Every record must be written out once more, with nothing added or omitted.

▼

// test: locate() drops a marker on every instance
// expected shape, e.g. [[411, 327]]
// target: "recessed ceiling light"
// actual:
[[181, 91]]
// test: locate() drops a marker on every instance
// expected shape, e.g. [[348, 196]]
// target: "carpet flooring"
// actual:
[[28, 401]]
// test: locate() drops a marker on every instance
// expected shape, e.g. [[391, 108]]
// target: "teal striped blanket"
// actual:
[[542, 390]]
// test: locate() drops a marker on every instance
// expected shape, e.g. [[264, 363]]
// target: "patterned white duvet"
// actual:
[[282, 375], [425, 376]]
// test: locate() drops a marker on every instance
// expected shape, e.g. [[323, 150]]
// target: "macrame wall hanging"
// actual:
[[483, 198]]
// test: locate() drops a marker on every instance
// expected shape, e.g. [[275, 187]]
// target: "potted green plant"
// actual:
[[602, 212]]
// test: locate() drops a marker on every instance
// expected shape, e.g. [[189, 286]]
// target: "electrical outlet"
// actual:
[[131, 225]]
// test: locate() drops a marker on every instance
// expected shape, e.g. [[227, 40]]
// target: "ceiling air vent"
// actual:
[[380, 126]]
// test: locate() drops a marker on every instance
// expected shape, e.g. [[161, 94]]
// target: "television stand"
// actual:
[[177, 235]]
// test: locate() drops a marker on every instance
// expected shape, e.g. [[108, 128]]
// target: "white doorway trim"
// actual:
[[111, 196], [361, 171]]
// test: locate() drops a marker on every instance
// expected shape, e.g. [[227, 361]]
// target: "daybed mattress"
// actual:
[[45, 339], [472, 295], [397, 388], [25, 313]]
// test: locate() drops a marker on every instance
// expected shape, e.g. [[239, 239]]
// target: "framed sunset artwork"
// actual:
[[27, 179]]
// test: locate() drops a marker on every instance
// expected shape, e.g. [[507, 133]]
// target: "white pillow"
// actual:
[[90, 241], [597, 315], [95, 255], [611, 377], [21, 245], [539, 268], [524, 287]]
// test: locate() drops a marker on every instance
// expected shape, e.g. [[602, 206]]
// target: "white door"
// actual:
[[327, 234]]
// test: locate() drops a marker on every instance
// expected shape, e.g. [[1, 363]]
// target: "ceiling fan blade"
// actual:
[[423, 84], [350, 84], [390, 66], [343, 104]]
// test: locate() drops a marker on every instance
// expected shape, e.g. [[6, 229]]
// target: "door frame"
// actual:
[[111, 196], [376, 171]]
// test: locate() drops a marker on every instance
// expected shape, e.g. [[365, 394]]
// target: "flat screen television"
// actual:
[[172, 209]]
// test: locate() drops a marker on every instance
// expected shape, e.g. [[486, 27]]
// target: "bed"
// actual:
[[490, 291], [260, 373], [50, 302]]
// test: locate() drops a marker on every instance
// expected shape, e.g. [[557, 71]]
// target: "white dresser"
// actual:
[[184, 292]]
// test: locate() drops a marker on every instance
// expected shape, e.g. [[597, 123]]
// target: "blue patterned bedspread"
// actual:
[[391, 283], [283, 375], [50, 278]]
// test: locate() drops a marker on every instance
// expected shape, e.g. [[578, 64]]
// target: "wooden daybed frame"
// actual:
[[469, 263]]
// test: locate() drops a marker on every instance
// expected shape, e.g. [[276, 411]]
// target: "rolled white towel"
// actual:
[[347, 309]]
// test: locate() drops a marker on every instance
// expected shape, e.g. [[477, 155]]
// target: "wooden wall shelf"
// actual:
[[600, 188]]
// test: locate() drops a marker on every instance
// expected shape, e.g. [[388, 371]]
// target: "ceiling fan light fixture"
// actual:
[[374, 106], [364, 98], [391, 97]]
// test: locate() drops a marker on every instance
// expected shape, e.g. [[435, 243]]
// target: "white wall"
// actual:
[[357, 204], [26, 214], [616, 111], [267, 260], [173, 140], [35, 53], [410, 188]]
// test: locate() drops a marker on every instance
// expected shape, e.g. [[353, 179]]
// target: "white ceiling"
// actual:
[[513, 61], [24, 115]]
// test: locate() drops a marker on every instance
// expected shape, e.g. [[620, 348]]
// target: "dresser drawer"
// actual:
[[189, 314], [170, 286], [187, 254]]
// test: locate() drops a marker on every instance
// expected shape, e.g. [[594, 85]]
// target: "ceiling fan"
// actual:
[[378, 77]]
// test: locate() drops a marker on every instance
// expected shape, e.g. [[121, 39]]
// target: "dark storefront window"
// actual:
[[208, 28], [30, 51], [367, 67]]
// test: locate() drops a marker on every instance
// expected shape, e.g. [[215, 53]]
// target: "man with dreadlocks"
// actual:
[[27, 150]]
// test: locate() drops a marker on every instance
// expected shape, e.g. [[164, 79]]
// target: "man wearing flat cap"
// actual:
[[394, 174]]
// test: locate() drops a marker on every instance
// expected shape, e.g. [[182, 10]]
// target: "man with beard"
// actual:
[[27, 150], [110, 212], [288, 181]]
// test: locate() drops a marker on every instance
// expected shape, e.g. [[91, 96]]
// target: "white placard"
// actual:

▲

:: Written solution ::
// test: locate() drops a marker on every instance
// expected shape, e.g. [[411, 327]]
// target: "recessed ceiling light"
// actual:
[[181, 91]]
// test: locate() drops a marker on every instance
// expected shape, e.g. [[348, 196]]
// target: "carpet flooring"
// actual:
[[28, 401]]
// test: locate() drops a marker on every instance
// expected shape, e.g. [[391, 108]]
// target: "teal striped blanket"
// actual:
[[542, 390]]
// test: locate() drops a marker on every instance
// expected shape, e.g. [[264, 363]]
// target: "patterned white duvet"
// actual:
[[282, 375], [425, 376]]
// test: locate() drops a marker on every instance
// expected shape, e.g. [[323, 150]]
// target: "macrame wall hanging"
// actual:
[[483, 198]]
// test: locate() drops a marker on every instance
// expected shape, e.g. [[275, 187]]
// target: "potted green plant"
// actual:
[[602, 212]]
// test: locate() drops a marker on every instance
// expected shape, e.g. [[189, 286]]
// target: "electrical outlet"
// actual:
[[131, 225]]
// test: locate() drops a marker on every instance
// expected shape, e.g. [[227, 40]]
// target: "ceiling air vent"
// actual:
[[380, 126]]
// test: locate() drops a marker on every instance
// expected shape, e.g. [[161, 94]]
// target: "television stand"
// actual:
[[177, 235]]
// test: locate() drops a marker on every instance
// expected shape, e.g. [[108, 128]]
// target: "white doorway trim"
// actual:
[[111, 196], [361, 171]]
// test: locate() drops a marker on every instance
// expected shape, e.g. [[227, 361]]
// target: "daybed mattress"
// actual:
[[45, 339], [472, 295], [397, 388], [25, 313]]
// test: locate() drops a marker on every instance
// expected shape, e.g. [[239, 239]]
// target: "framed sunset artwork"
// actual:
[[27, 179]]
// test: locate() drops a marker on every instance
// expected shape, e.g. [[507, 133]]
// target: "white pillow"
// actual:
[[90, 241], [597, 315], [95, 255], [611, 377], [21, 245], [539, 268], [524, 287]]
// test: locate() drops a marker on every instance
// expected shape, e.g. [[602, 206]]
// target: "white door"
// actual:
[[327, 234]]
// test: locate() drops a marker on every instance
// expected shape, e.g. [[1, 363]]
// target: "ceiling fan blade"
// actual:
[[423, 84], [350, 84], [390, 66], [343, 104]]
// test: locate() drops a marker on every instance
// expected shape, e.g. [[6, 229]]
// target: "door frame"
// actual:
[[111, 196], [376, 171]]
// test: locate() drops a marker on every instance
// expected shape, e.g. [[365, 394]]
// target: "flat screen television"
// actual:
[[172, 209]]
// test: locate() drops a marker on every instance
// expected shape, e.g. [[486, 27]]
// target: "bed"
// actual:
[[490, 291], [260, 373], [50, 302]]
// test: locate() drops a marker on every instance
// expected shape, e.g. [[557, 71]]
// target: "white dresser"
// actual:
[[184, 292]]
// test: locate() drops a marker on every instance
// expected shape, e.g. [[597, 123]]
// target: "blue patterned bedspread"
// actual:
[[391, 283], [283, 375], [50, 278]]
// test: locate() drops a marker on every instance
// expected shape, e.g. [[578, 64]]
// target: "wooden daybed frame"
// actual:
[[469, 263]]
// test: locate() drops a marker on every instance
// expected shape, e.g. [[276, 411]]
// target: "rolled white towel"
// actual:
[[347, 309]]
// test: locate() drops a marker on every instance
// expected shape, e.g. [[477, 155]]
// target: "wooden wall shelf"
// actual:
[[600, 188]]
// test: locate() drops a marker on every instance
// expected shape, e.g. [[388, 371]]
// target: "ceiling fan light fixture"
// actual:
[[374, 106], [364, 98], [391, 97]]
// test: locate() drops a marker on every instance
// expected shape, e.g. [[435, 243]]
// target: "white wall"
// actual:
[[357, 204], [26, 214], [616, 111], [267, 260], [173, 140], [35, 53], [410, 188]]
// test: locate() drops a marker on every instance
// expected shape, e.g. [[353, 179]]
// target: "white ceiling"
// actual:
[[513, 61], [24, 115]]
// test: locate() drops a marker on every instance
// expected shape, e.g. [[620, 348]]
// target: "dresser drawer"
// actual:
[[189, 314], [170, 286], [187, 254]]
// test: locate() drops a marker on every instance
// expected shape, e.g. [[594, 85]]
// target: "ceiling fan"
// actual:
[[378, 77]]
// test: locate() drops a marker on every instance
// expected shape, e.g. [[121, 39]]
// target: "dark storefront window"
// actual:
[[208, 28], [30, 51], [367, 67]]
// test: locate() drops a marker on every instance
// expected shape, e.g. [[215, 53]]
// target: "man with dreadlocks"
// actual:
[[27, 150]]
// test: locate() drops a marker on every instance
// expected shape, e.g. [[164, 79]]
// target: "man wearing flat cap"
// actual:
[[394, 174]]
// test: locate() drops a marker on every instance
// expected shape, e.g. [[182, 10]]
// target: "man with beard"
// actual:
[[27, 150], [110, 212], [288, 181]]
// test: locate() drops a marker on every instance
// expected shape, e.g. [[91, 96]]
// target: "white placard"
// actual:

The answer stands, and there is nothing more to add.